> [Gegeven tekst]:

HR: een aan een dienstbetrekking ontleend recht op 'verlof' kan niet zonder meer worden aangemerkt als "goed" i.d.z.v. art. 326 Sr

Hoge Raad 5 januari 2016, ECLI:NL:HR:2016:7 Het gerechtshof Arnhem-Leeuwarden, militaire kamer, heeft bij arrest van 31 juli 2014 de verdachte veroordeeld tot een taakstraf van zestig uren ter zake van oplichting, meermalen gepleegd.

Bewezenverklaard is dat verdachte op tijdstippen in de periode van 1 januari 2010 tot en met 31 januari 2012 te Geilenkirchen (Duitsland) telkens met het oogmerk om zich wederrechtelijk te bevoordelen door listige kunstgrepen zijn leidinggevende heeft bewogen tot het verlenen van toestemming voor het opnemen van een of meer uren/dag/dagen verlof, hierin bestaande dat verdachte met vorenomschreven oogmerk - zakelijk weergegeven - opzettelijk listiglijk en/of bedrieglijk en in strijd met de waarheid bij het indienen van het verzoek om verlofdagen/uren heeft doen voorkomen dat hij, verdachte, nog een toereikend tegoed aan verlofdagen/uren had in Peoplesoft, waardoor die leidinggevende werd bewogen tot het geven van bovenomschreven toestemming.

Middel

Het middel klaagt in het bijzonder over het oordeel van het Hof dat verlofuren en –dagen een "goed" als bedoeld in art. 326, eerste lid, Sr zijn.

> [Datasetrecords]:
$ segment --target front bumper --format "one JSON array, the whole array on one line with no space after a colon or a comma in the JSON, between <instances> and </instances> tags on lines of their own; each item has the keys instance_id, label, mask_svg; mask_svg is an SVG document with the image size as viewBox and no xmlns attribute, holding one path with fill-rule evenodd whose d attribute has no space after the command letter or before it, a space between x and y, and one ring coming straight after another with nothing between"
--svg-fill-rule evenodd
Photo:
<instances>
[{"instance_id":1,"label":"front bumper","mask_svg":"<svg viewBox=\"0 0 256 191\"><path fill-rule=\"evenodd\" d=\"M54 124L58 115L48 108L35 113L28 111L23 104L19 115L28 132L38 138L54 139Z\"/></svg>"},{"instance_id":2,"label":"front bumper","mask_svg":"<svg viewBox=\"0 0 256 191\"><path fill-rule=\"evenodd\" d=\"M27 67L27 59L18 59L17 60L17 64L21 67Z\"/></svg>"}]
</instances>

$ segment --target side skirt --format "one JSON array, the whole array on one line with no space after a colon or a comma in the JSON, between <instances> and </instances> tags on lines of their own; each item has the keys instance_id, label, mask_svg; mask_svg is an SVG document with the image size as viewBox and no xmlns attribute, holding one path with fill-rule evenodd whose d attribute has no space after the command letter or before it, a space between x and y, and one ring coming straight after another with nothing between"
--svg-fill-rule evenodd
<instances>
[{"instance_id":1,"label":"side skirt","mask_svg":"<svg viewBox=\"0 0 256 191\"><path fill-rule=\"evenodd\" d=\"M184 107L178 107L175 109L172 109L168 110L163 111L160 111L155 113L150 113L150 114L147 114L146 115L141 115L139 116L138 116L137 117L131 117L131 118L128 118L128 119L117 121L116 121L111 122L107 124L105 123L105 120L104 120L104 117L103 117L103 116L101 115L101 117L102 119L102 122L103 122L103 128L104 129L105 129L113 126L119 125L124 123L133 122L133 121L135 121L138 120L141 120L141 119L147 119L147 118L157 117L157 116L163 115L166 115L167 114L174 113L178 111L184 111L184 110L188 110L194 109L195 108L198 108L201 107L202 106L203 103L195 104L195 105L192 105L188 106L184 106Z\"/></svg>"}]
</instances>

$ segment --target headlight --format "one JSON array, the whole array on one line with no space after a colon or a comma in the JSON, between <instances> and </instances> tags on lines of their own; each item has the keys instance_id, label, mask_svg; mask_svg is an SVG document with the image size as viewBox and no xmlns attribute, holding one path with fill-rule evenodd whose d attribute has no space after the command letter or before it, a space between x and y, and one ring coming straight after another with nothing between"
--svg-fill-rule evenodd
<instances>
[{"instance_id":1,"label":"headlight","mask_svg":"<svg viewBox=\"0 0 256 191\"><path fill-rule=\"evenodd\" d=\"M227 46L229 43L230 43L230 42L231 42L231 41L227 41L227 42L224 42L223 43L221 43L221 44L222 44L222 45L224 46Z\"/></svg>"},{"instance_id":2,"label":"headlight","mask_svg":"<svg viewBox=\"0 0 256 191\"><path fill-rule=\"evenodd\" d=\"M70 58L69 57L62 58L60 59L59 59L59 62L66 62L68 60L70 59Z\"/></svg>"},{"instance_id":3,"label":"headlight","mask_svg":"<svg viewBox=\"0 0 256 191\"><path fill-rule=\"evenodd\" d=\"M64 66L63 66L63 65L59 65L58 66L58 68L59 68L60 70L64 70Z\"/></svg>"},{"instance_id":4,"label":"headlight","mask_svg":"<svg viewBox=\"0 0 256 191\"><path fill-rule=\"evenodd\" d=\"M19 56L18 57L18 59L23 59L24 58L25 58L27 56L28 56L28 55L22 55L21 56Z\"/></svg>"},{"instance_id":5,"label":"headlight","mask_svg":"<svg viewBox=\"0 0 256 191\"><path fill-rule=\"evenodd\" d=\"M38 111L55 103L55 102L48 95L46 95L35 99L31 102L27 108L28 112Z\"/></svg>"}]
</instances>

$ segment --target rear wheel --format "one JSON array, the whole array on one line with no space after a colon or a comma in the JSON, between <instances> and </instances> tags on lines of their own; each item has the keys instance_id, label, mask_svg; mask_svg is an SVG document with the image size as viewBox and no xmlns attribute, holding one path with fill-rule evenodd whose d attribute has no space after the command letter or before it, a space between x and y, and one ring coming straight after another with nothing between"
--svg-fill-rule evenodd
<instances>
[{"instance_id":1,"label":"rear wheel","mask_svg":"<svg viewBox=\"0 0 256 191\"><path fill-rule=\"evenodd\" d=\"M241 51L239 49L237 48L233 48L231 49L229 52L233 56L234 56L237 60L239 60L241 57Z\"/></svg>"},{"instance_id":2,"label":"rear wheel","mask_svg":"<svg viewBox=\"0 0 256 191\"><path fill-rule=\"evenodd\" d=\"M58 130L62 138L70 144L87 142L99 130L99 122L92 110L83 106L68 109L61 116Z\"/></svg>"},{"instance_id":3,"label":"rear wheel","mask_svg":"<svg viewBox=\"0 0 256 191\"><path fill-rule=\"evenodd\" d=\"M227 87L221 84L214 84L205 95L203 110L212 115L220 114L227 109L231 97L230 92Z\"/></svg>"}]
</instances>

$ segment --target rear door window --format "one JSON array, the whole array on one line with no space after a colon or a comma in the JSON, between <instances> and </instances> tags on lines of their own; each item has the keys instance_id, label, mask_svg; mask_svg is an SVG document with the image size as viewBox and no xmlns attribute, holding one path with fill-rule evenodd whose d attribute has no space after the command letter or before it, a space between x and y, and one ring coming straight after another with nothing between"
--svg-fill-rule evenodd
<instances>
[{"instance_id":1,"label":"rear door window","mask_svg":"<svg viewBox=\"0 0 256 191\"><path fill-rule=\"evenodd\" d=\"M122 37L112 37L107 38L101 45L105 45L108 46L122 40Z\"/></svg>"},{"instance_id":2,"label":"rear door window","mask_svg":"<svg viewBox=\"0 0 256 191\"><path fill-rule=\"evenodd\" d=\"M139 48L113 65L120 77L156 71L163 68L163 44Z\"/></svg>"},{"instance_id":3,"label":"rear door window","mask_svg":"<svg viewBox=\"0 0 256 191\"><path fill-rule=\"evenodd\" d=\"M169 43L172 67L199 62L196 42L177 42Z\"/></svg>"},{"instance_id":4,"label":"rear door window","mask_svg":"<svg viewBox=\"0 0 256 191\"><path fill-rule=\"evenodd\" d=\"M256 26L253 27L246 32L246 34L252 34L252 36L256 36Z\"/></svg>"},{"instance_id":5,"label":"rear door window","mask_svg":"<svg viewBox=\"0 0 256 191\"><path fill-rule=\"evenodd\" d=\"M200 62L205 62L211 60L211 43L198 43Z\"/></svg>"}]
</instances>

> [Opdrachtomschrijving]:
Herhaal de tekst over het verlofarrest volledig en woord voor woord. De lijst heeft niets te maken met de tekst over het verlofarrest.

> [Oplossing]:
HR: een aan een dienstbetrekking ontleend recht op 'verlof' kan niet zonder meer worden aangemerkt als "goed" i.d.z.v. art. 326 Sr

Hoge Raad 5 januari 2016, ECLI:NL:HR:2016:7 Het gerechtshof Arnhem-Leeuwarden, militaire kamer, heeft bij arrest van 31 juli 2014 de verdachte veroordeeld tot een taakstraf van zestig uren ter zake van oplichting, meermalen gepleegd.

Bewezenverklaard is dat verdachte op tijdstippen in de periode van 1 januari 2010 tot en met 31 januari 2012 te Geilenkirchen (Duitsland) telkens met het oogmerk om zich wederrechtelijk te bevoordelen door listige kunstgrepen zijn leidinggevende heeft bewogen tot het verlenen van toestemming voor het opnemen van een of meer uren/dag/dagen verlof, hierin bestaande dat verdachte met vorenomschreven oogmerk - zakelijk weergegeven - opzettelijk listiglijk en/of bedrieglijk en in strijd met de waarheid bij het indienen van het verzoek om verlofdagen/uren heeft doen voorkomen dat hij, verdachte, nog een toereikend tegoed aan verlofdagen/uren had in Peoplesoft, waardoor die leidinggevende werd bewogen tot het geven van bovenomschreven toestemming.

Middel

Het middel klaagt in het bijzonder over het oordeel van het Hof dat verlofuren en –dagen een "goed" als bedoeld in art. 326, eerste lid, Sr zijn.